* [LESETEXT]:
═══
VwSen - 101042/11/Bi/Fb Linz, am 20. September 1993 DVR.0690392

E r k e n n t n i s

Der unabhängige Verwaltungssenat des Landes Oberösterreich erkennt durch sein Mitglied Mag. Bissenberger über die Berufung des M.B. vertreten durch Rechtsanwalt Dr. D. S., vom 29. Dezember 1992 gegen die Höhe der mit Straferkenntnis der Bezirkshauptmannschaft ..vom 15. Dezember 1992, VerkR96.., verhängten Strafe zu Recht:

I. Der Berufung wird teilweise Folge gegeben und die verhängte Geldstrafe auf 4.000 S sowie die Ersatzfreiheitsstrafe auf 5 Tage herabgesetzt.

II. Der Verfahrenskostenbeitrag erster Instanz ermäßigt sich auf 400 S; ein Kostenbeitrag zum Rechtsmittelverfahren entfällt.

Rechtsgrundlage: zu I.: § 66 Abs.4 AVG iVm §§ 24, 51 und 19 VStG, § 99 Abs.3a StVO 1960. zu II.: §§ 64 und 65 VStG.

Entscheidungsgründe:

zu I.: 1. Die Bezirkshauptmannschaft .. hat mit Straferkenntnis vom 15. Dezember 1992, VerkR96.., über den Beschuldigten wegen der Verwaltungsübertretung gemäß § 52 lit.a Z10a und § 99 Abs.3a StVO eine Geldstrafe von 6.000 S und für den Fall der Uneinbringlichkeit eine Ersatzfreiheitsstrafe von 10 Tagen verhängt, weil er am 18. Jänner 1992 um 11.40 Uhr im Gemeindegebiet von A. auf der W. bei km 174,600 in Richtung W. den PKW, Kennzeichen .., im Bereich des Vorschriftszeichens "Geschwindigkeitsbeschränkung (erlaubte Höchstgeschwindigkeit) 100 km/h" mit einer Geschwindigkeit von 168 km/h gelenkt hat, wodurch er die in diesem Bereich erlaubte Höchstgeschwindigkeit um 68 km/h überschritten hat. Gleichzeitig wurde ihm ein Verfahrenskostenbeitrag von 600 S auferlegt.
═══
* [BEREITGESTELLTES MATERIAL]:
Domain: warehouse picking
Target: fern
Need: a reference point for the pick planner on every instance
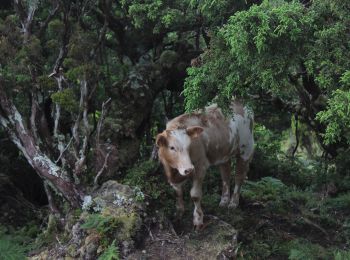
(111, 253)
(10, 250)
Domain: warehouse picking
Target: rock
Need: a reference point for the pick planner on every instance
(114, 212)
(217, 240)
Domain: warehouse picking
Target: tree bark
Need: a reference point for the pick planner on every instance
(12, 121)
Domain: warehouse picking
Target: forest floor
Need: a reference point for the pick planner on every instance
(273, 221)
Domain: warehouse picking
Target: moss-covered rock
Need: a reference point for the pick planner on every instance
(111, 213)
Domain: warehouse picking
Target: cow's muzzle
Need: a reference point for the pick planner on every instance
(188, 171)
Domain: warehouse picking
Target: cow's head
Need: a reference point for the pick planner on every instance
(174, 148)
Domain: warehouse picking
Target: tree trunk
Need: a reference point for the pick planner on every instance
(13, 123)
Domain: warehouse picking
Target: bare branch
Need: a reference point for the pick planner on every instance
(65, 149)
(102, 169)
(83, 115)
(100, 121)
(52, 13)
(34, 110)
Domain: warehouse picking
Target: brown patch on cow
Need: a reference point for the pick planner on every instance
(238, 107)
(195, 199)
(175, 177)
(161, 140)
(194, 131)
(251, 125)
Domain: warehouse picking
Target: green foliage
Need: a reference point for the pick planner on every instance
(266, 189)
(337, 117)
(14, 244)
(102, 224)
(111, 253)
(66, 99)
(301, 249)
(141, 176)
(10, 250)
(341, 255)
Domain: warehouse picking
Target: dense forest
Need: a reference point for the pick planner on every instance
(86, 86)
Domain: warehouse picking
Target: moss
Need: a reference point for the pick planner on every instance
(66, 99)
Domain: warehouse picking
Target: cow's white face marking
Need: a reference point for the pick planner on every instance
(178, 149)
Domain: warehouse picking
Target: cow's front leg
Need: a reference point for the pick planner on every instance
(196, 196)
(242, 168)
(225, 170)
(180, 207)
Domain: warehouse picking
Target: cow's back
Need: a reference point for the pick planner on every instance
(222, 136)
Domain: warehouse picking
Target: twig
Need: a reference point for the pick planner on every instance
(296, 134)
(308, 221)
(65, 149)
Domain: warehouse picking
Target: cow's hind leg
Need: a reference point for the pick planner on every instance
(196, 196)
(180, 207)
(242, 168)
(225, 170)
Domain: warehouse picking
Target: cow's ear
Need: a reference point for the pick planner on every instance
(194, 131)
(161, 140)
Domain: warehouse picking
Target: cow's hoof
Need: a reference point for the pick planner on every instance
(224, 202)
(178, 215)
(199, 227)
(233, 205)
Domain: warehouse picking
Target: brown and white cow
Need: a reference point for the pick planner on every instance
(193, 142)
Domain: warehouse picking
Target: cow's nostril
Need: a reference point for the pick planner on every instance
(188, 171)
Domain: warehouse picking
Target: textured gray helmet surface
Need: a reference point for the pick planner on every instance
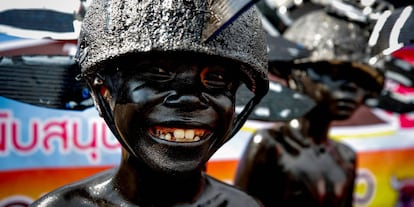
(113, 28)
(329, 37)
(334, 40)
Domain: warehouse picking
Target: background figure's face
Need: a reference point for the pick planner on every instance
(337, 91)
(172, 112)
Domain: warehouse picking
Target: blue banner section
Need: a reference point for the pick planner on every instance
(37, 137)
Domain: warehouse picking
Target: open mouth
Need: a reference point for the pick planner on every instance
(179, 134)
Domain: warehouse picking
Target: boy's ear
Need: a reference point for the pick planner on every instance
(97, 88)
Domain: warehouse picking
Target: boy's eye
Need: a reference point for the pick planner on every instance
(215, 78)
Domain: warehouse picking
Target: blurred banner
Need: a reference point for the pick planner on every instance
(42, 149)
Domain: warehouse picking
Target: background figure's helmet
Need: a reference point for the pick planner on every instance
(335, 40)
(115, 28)
(393, 30)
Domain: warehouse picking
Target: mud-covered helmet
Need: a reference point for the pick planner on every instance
(335, 40)
(115, 28)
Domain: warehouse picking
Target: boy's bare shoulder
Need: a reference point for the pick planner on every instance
(86, 192)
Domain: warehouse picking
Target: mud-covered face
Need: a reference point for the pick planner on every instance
(337, 91)
(172, 112)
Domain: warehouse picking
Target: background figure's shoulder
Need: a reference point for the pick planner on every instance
(218, 193)
(345, 151)
(81, 193)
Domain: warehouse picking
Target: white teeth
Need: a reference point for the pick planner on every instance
(179, 135)
(189, 134)
(168, 136)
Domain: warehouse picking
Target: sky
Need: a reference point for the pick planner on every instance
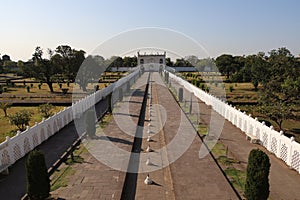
(219, 26)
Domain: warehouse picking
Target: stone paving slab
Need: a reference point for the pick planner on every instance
(192, 177)
(163, 187)
(284, 182)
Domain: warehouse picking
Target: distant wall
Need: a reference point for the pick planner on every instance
(287, 149)
(12, 149)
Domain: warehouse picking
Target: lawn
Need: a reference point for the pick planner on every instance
(10, 130)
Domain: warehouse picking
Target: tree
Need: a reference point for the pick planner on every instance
(46, 110)
(277, 111)
(69, 60)
(4, 106)
(89, 72)
(38, 182)
(90, 123)
(44, 69)
(20, 119)
(169, 63)
(280, 90)
(257, 181)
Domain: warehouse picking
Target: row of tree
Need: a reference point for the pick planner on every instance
(278, 73)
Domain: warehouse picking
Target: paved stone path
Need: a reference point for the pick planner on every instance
(186, 178)
(13, 186)
(284, 182)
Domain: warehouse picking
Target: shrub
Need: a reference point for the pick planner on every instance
(64, 90)
(4, 106)
(202, 87)
(90, 123)
(257, 182)
(180, 94)
(96, 87)
(27, 88)
(38, 182)
(20, 119)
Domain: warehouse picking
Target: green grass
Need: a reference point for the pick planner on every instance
(61, 177)
(10, 130)
(105, 120)
(237, 178)
(202, 129)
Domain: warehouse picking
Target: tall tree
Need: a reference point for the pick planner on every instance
(69, 60)
(227, 65)
(89, 72)
(257, 181)
(44, 69)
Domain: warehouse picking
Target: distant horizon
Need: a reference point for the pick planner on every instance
(147, 53)
(221, 27)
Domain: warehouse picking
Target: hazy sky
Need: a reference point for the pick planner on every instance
(220, 26)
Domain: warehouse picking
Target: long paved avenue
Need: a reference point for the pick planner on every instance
(176, 170)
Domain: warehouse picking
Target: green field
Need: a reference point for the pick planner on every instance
(10, 130)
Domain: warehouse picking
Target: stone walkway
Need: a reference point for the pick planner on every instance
(192, 177)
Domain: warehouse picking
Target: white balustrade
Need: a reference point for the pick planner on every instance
(287, 149)
(16, 147)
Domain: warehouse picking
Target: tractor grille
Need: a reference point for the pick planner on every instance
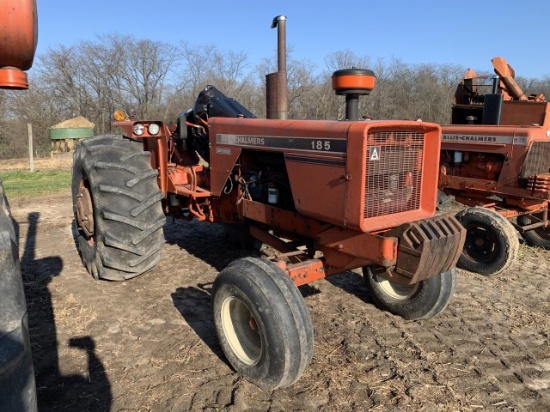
(537, 160)
(394, 172)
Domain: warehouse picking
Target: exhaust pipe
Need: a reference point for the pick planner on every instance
(276, 83)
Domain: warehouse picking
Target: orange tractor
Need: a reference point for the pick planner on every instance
(495, 158)
(328, 196)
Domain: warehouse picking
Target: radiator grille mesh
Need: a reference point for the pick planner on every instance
(394, 172)
(537, 160)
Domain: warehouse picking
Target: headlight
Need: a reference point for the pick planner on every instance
(153, 129)
(139, 129)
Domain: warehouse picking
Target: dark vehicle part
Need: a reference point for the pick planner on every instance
(422, 300)
(18, 40)
(118, 214)
(17, 386)
(491, 243)
(539, 236)
(262, 322)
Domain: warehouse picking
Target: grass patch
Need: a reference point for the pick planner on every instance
(22, 184)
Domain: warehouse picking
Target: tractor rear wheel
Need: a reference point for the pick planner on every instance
(117, 208)
(262, 323)
(491, 244)
(422, 300)
(536, 237)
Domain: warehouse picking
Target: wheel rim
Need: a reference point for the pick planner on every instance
(481, 244)
(241, 330)
(85, 209)
(395, 290)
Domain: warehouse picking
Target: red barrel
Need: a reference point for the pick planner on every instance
(18, 39)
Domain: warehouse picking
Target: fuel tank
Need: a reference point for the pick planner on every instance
(18, 40)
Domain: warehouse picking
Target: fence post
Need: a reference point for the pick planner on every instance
(31, 159)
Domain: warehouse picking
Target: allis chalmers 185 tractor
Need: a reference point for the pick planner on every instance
(495, 158)
(329, 196)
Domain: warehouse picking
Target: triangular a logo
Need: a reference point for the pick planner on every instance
(374, 153)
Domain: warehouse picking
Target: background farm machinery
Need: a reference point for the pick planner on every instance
(495, 158)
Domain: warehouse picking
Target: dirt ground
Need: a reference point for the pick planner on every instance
(149, 344)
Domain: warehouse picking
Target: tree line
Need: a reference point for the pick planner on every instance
(158, 80)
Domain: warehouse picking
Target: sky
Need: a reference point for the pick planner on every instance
(435, 32)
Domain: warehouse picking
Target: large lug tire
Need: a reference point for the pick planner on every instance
(491, 244)
(536, 237)
(422, 300)
(262, 323)
(117, 207)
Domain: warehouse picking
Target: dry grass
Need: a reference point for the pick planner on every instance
(62, 161)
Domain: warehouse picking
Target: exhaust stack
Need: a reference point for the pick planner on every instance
(276, 83)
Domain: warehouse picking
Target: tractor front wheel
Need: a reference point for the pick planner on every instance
(491, 243)
(423, 300)
(117, 208)
(262, 323)
(535, 237)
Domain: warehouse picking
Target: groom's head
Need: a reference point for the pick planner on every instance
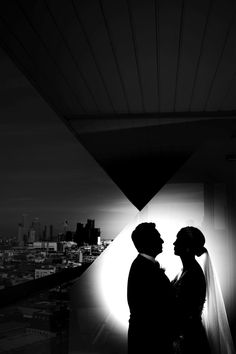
(147, 239)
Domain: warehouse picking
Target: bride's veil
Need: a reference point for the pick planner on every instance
(214, 314)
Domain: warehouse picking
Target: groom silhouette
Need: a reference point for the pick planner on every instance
(149, 295)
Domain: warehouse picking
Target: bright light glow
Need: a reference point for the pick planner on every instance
(99, 297)
(171, 209)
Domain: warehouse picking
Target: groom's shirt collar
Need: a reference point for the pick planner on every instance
(148, 257)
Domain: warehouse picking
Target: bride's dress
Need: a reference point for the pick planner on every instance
(190, 292)
(202, 323)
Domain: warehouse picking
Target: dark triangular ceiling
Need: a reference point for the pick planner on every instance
(141, 160)
(140, 83)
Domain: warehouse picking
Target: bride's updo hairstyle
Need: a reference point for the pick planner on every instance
(195, 239)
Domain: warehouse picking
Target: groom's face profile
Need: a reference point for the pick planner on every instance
(155, 243)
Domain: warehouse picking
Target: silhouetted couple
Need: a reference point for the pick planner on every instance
(165, 317)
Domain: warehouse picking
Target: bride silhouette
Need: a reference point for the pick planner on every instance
(202, 325)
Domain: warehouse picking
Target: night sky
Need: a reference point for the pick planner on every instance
(45, 171)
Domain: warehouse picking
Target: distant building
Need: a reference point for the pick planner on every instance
(87, 234)
(37, 228)
(45, 271)
(20, 236)
(44, 245)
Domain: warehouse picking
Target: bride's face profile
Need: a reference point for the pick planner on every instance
(181, 245)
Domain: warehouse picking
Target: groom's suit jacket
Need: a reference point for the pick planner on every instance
(150, 299)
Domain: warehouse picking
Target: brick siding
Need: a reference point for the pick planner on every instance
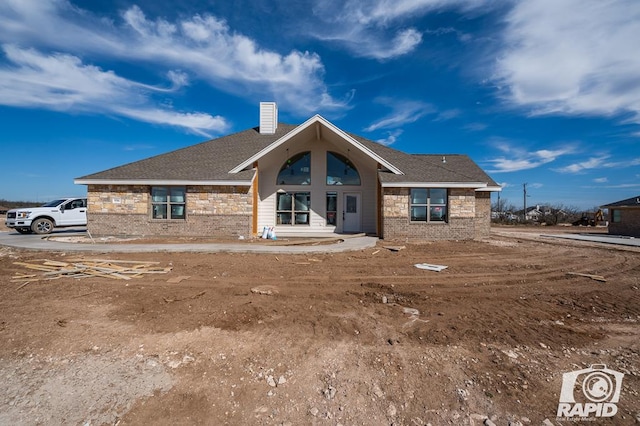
(468, 217)
(629, 224)
(124, 210)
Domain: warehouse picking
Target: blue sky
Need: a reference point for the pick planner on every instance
(542, 92)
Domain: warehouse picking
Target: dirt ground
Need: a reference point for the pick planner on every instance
(360, 338)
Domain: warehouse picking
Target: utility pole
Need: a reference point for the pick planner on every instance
(524, 213)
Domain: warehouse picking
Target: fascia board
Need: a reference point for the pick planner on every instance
(162, 182)
(316, 119)
(490, 189)
(472, 185)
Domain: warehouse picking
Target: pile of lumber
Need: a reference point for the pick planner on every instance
(83, 268)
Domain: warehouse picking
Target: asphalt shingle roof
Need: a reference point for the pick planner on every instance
(207, 161)
(212, 160)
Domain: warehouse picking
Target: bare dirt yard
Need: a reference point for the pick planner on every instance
(360, 338)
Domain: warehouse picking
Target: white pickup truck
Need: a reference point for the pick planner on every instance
(55, 214)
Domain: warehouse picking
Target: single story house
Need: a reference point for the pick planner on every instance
(309, 179)
(624, 217)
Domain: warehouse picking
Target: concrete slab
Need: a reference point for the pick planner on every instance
(38, 242)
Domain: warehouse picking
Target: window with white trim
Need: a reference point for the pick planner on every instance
(616, 216)
(168, 202)
(340, 170)
(428, 205)
(293, 208)
(296, 170)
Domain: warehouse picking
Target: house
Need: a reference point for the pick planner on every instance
(309, 179)
(624, 217)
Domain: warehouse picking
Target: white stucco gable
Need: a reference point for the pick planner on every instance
(322, 129)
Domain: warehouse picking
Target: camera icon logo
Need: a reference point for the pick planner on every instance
(590, 391)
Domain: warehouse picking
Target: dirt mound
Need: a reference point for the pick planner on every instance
(350, 338)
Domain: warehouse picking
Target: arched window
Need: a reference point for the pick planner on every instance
(340, 170)
(296, 170)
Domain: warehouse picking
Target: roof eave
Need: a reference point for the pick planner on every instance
(162, 182)
(471, 185)
(316, 119)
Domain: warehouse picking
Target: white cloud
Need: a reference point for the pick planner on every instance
(378, 29)
(203, 46)
(448, 114)
(591, 163)
(392, 137)
(599, 162)
(519, 159)
(62, 82)
(403, 112)
(573, 57)
(475, 127)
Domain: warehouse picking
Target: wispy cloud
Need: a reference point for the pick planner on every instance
(599, 162)
(62, 82)
(204, 47)
(475, 127)
(448, 114)
(518, 159)
(377, 29)
(392, 137)
(573, 57)
(402, 112)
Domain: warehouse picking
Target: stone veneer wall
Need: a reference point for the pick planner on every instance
(483, 215)
(463, 221)
(629, 224)
(211, 211)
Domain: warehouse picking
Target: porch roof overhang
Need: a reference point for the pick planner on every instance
(316, 124)
(478, 186)
(159, 182)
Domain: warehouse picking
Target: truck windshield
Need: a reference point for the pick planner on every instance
(53, 203)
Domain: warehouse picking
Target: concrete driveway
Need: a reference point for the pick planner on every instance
(40, 242)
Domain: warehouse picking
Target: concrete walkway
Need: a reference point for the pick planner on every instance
(38, 242)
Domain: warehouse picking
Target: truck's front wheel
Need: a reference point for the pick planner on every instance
(42, 226)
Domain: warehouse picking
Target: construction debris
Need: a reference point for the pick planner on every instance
(430, 267)
(176, 280)
(394, 248)
(82, 268)
(593, 277)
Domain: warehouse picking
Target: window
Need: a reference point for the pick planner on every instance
(293, 208)
(616, 217)
(428, 205)
(341, 171)
(332, 208)
(296, 170)
(168, 202)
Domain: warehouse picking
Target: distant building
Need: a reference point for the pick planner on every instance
(312, 178)
(624, 217)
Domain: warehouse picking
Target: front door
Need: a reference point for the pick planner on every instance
(351, 216)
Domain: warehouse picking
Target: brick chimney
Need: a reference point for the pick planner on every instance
(268, 118)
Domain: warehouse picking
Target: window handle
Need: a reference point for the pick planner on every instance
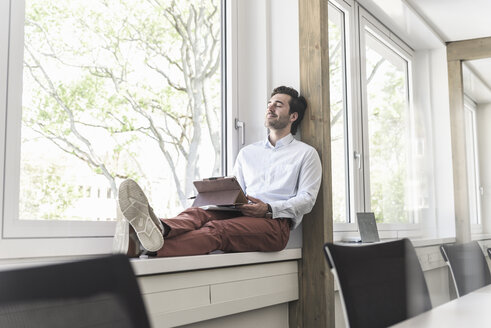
(357, 156)
(240, 125)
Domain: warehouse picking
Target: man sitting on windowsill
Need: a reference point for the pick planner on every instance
(281, 177)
═══
* [ÜBUNGSAUFGABEN]:
a – Mit welcher Geschwindigkeit fuhr der Beschuldigte laut dem Erkenntnis den PKW?
b – Nenne alle Geldbeträge in Schilling, die im Erkenntnis vorkommen.
c – Schreibe das Erkenntnis über die Geschwindigkeitsüberschreitung im Anschluss an seinen letzten Satz weiter.

* [LÖSUNGEN]:
a – Mit 168 km/h.

b – 4.000 S, 400 S, 6.000 S, 600 S

c –
2. Gegen die Höhe der verhängten Strafe hat der Rechtsmittelwerber rechtzeitig Berufung erhoben, die seitens der Erstinstanz ohne Berufungsvorentscheidung dem unabhängigen Verwaltungssenat des Landes Oberösterreich vorgelegt wurde. Damit wurde die Zuständigkeit des unabhängigen Verwaltungssenates ausgelöst, der, da keine 10.000 S übersteigende Geldstrafe verhängt wurde, durch ein Einzelmitglied zu entscheiden hat (§ 51c VStG). Der Rechtsmittelwerber hat in der Berufung ausdrücklich die Durchführung einer öffentlichen mündlichen Berufungsverhandlung beantragt, diesen Antrag jedoch mit Schriftsatz vom 2. September 1993 zurückgezogen. Da sich die Berufung im übrigen nur gegen die Höhe der Strafe richtete, war eine Verhandlung nicht anzuberaumen (§ 51e Abs.2 VStG).

3. Der Rechtsmittelwerber macht im wesentlichen geltend, seine in L. wohnhafte Schwester sei zum Zeitpunkt der Übertretung schwer erkrankt und habe sich in stationärer Behandlung im LKH L. befunden. Seine Mutter H. T. habe beabsichtigt, das inzwischen bei einer Nachbarin befindliche Kind seiner Schwester abzuholen und diese in der Intensivstation zu besuchen. Diese Ausnahmesituation mit den daraus resultierenden psychischen Belastungen seien der Grund dafür gewesen, daß er die Geschwindigkeitsbeschränkung übersehen habe. Weiters sei seine Einkommenssituation (netto 12.000 S monatlich) sowie die ihn treffende Sorgepflicht zu berücksichtigen. Mildernd sei weiters sein Geständnis und die damit gezeigte Schuldeinsicht sowie seine Unbescholtenheit zu werten. Erschwerungsgründe stünden dem nicht gegenüber, sodaß die verhängte Strafe wesentlich herabzusetzen sei. Er beantrage seine, sowie die Einvernahme der Zeugin H. Telsnig, wobei zur Verfahrensvereinfachung und -beschleunigung vorgeschlagen werde, das Berufungsverfahren gemäß § 29a VStG dem unabhängigen Verwaltungssenat für Kärnten zu übertragen.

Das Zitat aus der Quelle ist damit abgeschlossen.